TEXT SEGMENT:
◆ ◆ ◆
I would say that as the arctic ice is affected by oceanic movements (e.g. the warm Gulf Stream water ends up near the extremes of winter ice to the north of Norway), it is probably sensible not to make definitive judgements on how ice behaves until one has observed its behaviour for somewhere between 50 and 100 years. That would suggest that 2030 at earliest is probably the first meaningful datapoint for analysis of 1979 – 2028 satellite data.
This assumes that satellite data is all absolutely accurate when compared to manual measurement methods (I’m assuming that this is so, but experts can no doubt correct me).
Assuming that both arctic and antarctic measurements are equally accurate, currently the total sea ice is above the 30 year mean, which is hardly death throes…..

hunter
October 10, 2014 2:31 am

My take after reading many articles and posts on this is the cliamte science is so dominated by so-called global warming bias that even basic processes like homogenization end up corrupted. In real science homogenization yields more data and identifies underlying trends better. In climate science homogenization is used to hide trends and destroys data.

Reply to  hunter
October 10, 2014 5:32 am

I agree with you. My local National Weather Service office at Pleasant Hill Missouri has a systematic bias built into its daily average temperature calculations. All averages are rounded up. At first blush, it looks reasonable and consistent. However, these averages are used to calculate heating and cooling degree days, with the result that, at the end of a month or season, heating degree days tend to be understated and cooling degree days tend to be overstated. This makes any time period appear to be warmer than it actually was, if one only looks at this parameter.
I note that the daily averages are not used to calculate monthly or seasonal averages.

RACookPE1978
Editor
October 10, 2014 2:52 am

The often-hyped “Arctic death spiral” is a very much simplified, very clever – but very false – piece of pure propaganda.
◆ ◆ ◆
REQUEST 1:
Gather every line of the records that contains the string "ceiling".
The records that follow are unrelated to the text.

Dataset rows
◆ ◆ ◆
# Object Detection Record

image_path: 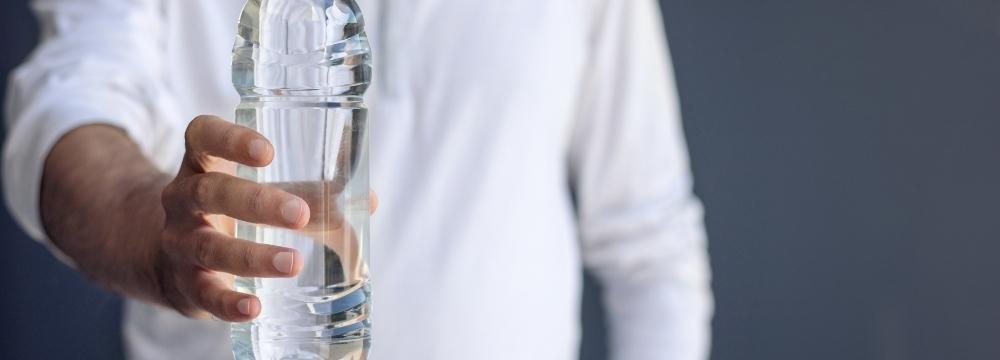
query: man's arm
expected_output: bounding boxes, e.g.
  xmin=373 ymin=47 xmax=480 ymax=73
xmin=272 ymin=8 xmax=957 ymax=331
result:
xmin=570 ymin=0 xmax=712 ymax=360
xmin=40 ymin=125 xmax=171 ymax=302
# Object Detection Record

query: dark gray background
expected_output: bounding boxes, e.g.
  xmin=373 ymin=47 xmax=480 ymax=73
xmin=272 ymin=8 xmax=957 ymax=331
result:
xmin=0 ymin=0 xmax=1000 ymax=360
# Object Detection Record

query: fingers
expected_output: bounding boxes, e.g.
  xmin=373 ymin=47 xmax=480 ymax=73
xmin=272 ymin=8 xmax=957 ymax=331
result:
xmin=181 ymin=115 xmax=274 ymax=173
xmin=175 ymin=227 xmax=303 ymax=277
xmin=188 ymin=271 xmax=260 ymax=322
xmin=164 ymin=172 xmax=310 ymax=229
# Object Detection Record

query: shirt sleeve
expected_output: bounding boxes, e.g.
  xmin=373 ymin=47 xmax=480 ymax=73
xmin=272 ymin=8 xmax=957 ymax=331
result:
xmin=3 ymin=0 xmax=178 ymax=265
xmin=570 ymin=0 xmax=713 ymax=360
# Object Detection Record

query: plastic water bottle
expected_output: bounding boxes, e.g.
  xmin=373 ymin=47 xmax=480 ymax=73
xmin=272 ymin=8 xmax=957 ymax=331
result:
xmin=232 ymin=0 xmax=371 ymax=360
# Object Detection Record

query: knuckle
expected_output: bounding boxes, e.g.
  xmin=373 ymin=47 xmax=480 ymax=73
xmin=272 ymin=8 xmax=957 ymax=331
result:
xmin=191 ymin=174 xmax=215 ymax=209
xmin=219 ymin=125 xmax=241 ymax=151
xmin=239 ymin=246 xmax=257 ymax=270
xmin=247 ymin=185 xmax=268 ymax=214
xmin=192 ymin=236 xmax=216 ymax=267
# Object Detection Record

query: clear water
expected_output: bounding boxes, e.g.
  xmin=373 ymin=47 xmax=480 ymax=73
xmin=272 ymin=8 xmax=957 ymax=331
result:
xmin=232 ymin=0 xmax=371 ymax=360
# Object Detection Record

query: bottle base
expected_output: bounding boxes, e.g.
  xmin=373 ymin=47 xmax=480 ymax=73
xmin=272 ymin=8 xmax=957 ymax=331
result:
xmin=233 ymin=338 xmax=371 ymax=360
◆ ◆ ◆
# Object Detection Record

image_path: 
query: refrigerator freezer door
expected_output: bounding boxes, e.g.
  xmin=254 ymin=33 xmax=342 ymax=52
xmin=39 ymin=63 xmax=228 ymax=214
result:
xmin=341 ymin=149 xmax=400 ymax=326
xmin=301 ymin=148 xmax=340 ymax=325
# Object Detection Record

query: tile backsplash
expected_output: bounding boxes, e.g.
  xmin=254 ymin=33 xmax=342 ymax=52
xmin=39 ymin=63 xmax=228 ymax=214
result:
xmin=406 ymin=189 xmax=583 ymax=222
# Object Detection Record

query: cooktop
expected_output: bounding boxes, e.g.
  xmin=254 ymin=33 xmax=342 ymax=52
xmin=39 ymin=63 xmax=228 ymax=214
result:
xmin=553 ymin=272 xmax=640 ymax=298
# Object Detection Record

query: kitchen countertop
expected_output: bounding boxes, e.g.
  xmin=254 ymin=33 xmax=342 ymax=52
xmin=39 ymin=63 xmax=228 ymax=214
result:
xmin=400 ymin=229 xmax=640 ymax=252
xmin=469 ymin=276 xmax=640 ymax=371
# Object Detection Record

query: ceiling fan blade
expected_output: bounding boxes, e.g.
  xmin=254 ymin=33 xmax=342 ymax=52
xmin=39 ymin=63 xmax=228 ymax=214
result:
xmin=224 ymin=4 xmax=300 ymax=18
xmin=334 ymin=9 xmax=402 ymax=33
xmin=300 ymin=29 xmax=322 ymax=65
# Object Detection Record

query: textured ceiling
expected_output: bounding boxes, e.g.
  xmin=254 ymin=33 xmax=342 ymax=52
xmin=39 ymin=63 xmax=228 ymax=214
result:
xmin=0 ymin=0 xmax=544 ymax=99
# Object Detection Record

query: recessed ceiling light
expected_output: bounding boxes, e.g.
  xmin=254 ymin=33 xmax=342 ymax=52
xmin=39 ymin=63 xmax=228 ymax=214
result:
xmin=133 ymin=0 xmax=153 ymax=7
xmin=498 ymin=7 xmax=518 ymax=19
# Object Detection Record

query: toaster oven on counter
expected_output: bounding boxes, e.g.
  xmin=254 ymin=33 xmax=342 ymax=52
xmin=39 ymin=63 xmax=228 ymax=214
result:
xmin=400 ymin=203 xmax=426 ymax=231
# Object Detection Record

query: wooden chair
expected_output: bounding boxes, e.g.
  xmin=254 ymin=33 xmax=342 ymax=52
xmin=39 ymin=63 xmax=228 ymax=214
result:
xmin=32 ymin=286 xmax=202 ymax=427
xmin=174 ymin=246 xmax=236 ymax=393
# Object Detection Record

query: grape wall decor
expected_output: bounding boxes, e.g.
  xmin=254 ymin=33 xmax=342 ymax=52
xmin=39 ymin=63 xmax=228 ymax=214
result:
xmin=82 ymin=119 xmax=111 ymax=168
◆ ◆ ◆
REQUEST 2:
Answer these questions about the comment thread on Arctic sea ice:
(a) According to the first comment, for how many years should ice behavior be observed before making definitive judgments?
(b) Where is the National Weather Service office described in the reply to hunter located?
(c) What label appears under the name RACookPE1978?

FINAL RESULT 1:
query: ceiling fan blade
query: textured ceiling
query: recessed ceiling light

FINAL RESULT 2:
(a) Between 50 and 100 years.
(b) Pleasant Hill, Missouri.
(c) Editor.